Excerpt provided
____
I said we can overlook the issue. How about you address what I brought up? You do realize that conflict over there is nothing new?


----------



## RationalityIsLost101 (Dec 10, 2019)

@cots, if you seriously took a look at corporate imperialism, see how that relates in our foreign policy and trade, and then described how that is not the case but it in fact is secret one world agenda. I promise I'll read your links. 

But I'm going to go on a hunch and say you allowed people to manipulate your frustration of corporations hijacking our politics to push for policies that didn't have the american public's interest at heart and direct it into something that allows a smaller group to be the real 'bad guys'.

Capitalism isn't bad. Just maybe not let corporations buy our politicians? Get super pacs and corporate money out of politics and keep it small-dollar donation? Keep our politicians financially accountable to us as well as politically accountable?

This messaging of common ideas is something that people on both sides want. Just saying.


----------



## cots (Dec 10, 2019)

RationalityIsLost101 said:


> @cots, if you seriously took a look at corporate imperialism, see how that relates in our foreign policy and trade, and then described how that is not the case but it in fact is secret one world agenda. I promise I'll read your links.
> 
> But I'm going to go on a hunch and say you allowed people to manipulate your frustration of corporations hijacking our politics to push for policies that didn't have the american public's interest at heart and direct it into something that allows a smaller group to be the real 'bad guys'.
> 
> ...



When it comes to plundering the Middle East for resources our entire country is guilty as charged. BTW - Globalism and the entire desire for a one world Government isn't a secret. I've been learning about it since we started learning basic World History in the 3rd grade. Something about the basic ideals on why the U.N. was established and the theory behind why a one world government would benefit the planet. It just happens that the vision back then was a global capitalistic society and now it's a global socialistic society. Whatever, MoneyKid wants to focus on the Middle East. I think he wants to know more about why we're over there fighting an off the books war that'll we'll never win.
____
Given records
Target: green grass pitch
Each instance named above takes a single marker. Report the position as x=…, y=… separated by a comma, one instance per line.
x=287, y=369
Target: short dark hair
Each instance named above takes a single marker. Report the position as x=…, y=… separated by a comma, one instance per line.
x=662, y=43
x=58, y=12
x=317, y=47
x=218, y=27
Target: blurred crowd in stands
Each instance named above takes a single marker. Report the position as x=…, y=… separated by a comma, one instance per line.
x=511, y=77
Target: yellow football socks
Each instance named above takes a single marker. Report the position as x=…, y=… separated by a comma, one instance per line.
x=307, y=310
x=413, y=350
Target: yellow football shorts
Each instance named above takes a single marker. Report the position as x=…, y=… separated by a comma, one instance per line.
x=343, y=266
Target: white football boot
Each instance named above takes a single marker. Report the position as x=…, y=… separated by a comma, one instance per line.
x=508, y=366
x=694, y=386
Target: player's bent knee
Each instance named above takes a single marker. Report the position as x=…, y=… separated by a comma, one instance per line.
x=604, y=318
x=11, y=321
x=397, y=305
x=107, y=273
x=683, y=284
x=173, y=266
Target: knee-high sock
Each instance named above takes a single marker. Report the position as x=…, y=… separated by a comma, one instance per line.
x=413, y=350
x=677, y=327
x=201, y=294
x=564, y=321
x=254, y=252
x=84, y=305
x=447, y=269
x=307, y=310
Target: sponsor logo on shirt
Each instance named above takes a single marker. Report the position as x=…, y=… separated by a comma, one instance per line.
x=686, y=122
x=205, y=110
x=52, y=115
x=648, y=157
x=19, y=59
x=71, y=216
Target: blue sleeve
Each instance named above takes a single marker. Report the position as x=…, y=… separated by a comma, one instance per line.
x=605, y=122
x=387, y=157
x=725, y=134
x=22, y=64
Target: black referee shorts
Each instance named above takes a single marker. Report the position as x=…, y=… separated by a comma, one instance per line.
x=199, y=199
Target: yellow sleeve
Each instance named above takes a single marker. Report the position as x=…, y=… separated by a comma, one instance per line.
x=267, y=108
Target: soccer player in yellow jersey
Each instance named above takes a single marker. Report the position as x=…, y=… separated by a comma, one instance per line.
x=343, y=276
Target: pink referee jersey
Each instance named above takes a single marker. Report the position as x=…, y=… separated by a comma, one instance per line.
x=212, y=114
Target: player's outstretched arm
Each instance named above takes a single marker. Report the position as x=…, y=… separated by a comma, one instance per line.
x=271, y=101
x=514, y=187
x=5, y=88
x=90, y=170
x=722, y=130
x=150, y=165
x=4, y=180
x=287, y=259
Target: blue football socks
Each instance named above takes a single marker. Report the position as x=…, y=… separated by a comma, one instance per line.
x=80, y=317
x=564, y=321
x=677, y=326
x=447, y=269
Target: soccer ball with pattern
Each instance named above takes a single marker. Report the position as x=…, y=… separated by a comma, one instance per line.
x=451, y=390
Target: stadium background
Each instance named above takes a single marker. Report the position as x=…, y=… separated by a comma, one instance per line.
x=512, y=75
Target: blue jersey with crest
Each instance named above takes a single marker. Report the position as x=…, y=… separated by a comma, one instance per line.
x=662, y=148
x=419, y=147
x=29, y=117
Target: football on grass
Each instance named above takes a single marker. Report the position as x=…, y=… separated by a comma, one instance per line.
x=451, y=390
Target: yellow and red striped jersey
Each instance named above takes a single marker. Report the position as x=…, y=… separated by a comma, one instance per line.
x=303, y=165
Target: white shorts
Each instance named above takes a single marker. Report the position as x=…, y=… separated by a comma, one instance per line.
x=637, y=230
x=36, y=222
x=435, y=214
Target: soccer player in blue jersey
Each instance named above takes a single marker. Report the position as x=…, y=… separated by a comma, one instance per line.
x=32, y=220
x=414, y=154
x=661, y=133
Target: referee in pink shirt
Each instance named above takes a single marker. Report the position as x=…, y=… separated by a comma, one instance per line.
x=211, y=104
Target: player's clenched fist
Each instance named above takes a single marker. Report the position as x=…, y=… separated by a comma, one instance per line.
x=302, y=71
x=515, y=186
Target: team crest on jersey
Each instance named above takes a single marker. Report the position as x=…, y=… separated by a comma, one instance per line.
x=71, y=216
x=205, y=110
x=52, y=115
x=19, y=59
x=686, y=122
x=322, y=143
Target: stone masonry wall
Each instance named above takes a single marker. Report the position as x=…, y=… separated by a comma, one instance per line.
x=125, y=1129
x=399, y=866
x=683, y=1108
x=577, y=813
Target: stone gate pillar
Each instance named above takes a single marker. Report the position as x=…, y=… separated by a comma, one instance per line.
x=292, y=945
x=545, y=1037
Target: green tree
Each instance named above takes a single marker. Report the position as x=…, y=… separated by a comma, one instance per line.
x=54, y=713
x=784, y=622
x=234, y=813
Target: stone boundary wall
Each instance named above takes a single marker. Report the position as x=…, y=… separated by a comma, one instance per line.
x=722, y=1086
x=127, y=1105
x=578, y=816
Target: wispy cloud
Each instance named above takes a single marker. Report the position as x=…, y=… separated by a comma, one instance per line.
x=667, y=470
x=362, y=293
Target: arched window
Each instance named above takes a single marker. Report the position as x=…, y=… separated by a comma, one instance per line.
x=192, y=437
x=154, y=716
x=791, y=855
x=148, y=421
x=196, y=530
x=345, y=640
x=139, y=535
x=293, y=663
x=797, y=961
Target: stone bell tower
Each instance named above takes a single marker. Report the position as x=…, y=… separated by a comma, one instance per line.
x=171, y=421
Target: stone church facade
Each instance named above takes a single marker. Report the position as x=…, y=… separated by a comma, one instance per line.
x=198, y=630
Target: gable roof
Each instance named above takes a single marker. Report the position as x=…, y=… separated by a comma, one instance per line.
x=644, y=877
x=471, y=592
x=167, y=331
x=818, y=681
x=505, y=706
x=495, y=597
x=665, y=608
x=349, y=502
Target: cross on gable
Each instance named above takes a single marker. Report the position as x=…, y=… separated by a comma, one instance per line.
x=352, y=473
____
Directives
A. Which usernames appear in the forum thread?
B. Can you reproduce the forum thread word for word from "## RationalityIsLost101 (Dec" up to and including "as politically accountable?"?
Rely only on the forum thread to respond.

The solutions
A. RationalityIsLost101, cots, MoneyKid

B.
## RationalityIsLost101 (Dec 10, 2019)

@cots, if you seriously took a look at corporate imperialism, see how that relates in our foreign policy and trade, and then described how that is not the case but it in fact is secret one world agenda. I promise I'll read your links. 

But I'm going to go on a hunch and say you allowed people to manipulate your frustration of corporations hijacking our politics to push for policies that didn't have the american public's interest at heart and direct it into something that allows a smaller group to be the real 'bad guys'.

Capitalism isn't bad. Just maybe not let corporations buy our politicians? Get super pacs and corporate money out of politics and keep it small-dollar donation? Keep our politicians financially accountable to us as well as politically accountable?